(Point labeling dataset excerpts)
* START *
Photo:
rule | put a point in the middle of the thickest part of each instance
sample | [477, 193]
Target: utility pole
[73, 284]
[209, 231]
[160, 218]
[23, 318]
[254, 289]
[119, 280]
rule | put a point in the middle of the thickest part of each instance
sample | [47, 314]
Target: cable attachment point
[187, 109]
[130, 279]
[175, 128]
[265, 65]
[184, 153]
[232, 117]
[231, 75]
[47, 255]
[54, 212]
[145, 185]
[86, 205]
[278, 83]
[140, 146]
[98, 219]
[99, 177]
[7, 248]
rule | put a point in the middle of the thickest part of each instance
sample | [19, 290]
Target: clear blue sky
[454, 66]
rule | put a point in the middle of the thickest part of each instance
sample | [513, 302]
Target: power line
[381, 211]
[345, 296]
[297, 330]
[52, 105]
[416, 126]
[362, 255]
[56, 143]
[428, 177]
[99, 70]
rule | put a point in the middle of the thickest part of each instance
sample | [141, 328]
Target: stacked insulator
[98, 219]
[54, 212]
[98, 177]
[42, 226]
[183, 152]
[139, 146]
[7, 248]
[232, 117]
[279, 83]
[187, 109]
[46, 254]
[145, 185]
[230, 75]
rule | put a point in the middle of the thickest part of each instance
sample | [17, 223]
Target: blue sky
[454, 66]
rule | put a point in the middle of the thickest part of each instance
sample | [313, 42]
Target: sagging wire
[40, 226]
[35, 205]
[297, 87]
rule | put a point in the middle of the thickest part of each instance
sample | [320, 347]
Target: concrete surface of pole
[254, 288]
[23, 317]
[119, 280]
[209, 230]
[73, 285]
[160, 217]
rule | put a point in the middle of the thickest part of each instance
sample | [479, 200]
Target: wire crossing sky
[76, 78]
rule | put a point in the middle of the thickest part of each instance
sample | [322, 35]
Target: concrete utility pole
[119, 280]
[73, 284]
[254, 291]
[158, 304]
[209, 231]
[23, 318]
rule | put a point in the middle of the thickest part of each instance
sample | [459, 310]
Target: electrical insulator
* END *
Would you restate each of the entries word for word?

Photo:
rule | put a point in the middle of the thickest part of each instance
sample | [477, 193]
Target: utility pole
[73, 284]
[209, 231]
[160, 218]
[23, 318]
[254, 289]
[119, 280]
rule | put a point in the middle of the thickest part of each instance
sample | [47, 314]
Target: cable attachment point
[187, 109]
[130, 279]
[175, 128]
[265, 65]
[184, 153]
[232, 117]
[231, 75]
[47, 255]
[54, 212]
[145, 185]
[86, 205]
[278, 83]
[140, 146]
[98, 219]
[99, 177]
[7, 248]
rule | put a point in the middle of the thickest part of each instance
sample | [19, 290]
Target: clear blue sky
[454, 66]
rule | put a point in the middle of the thickest part of each instance
sample | [513, 302]
Target: power line
[381, 211]
[345, 296]
[297, 330]
[52, 105]
[416, 126]
[362, 255]
[56, 143]
[428, 177]
[99, 70]
rule | put a point in the middle of the thickest part of each instance
sample | [141, 328]
Target: stacked insulator
[98, 219]
[54, 212]
[98, 177]
[42, 226]
[183, 152]
[139, 146]
[7, 248]
[232, 117]
[279, 83]
[187, 109]
[46, 254]
[145, 185]
[230, 75]
rule | put a point in the middle of the thickest part of each instance
sample | [17, 223]
Target: blue sky
[454, 66]
rule | put a point in the middle of the thickest part of each instance
sample | [313, 42]
Target: sagging wire
[40, 226]
[35, 205]
[297, 87]
rule | put a point in the middle of the thickest part of each instance
sample | [320, 347]
Target: concrete surface of pole
[254, 288]
[23, 317]
[119, 280]
[209, 230]
[73, 285]
[160, 217]
rule | put a point in the middle of the thickest part of each instance
sample | [479, 200]
Target: wire crossing sky
[76, 78]
rule | put a point in the middle of the thickest part of each instance
sample | [322, 35]
Target: concrete utility pole
[119, 280]
[73, 284]
[254, 291]
[158, 304]
[209, 231]
[23, 318]
rule | put a point in the middle of the thickest part of each instance
sample | [459, 310]
Target: electrical insulator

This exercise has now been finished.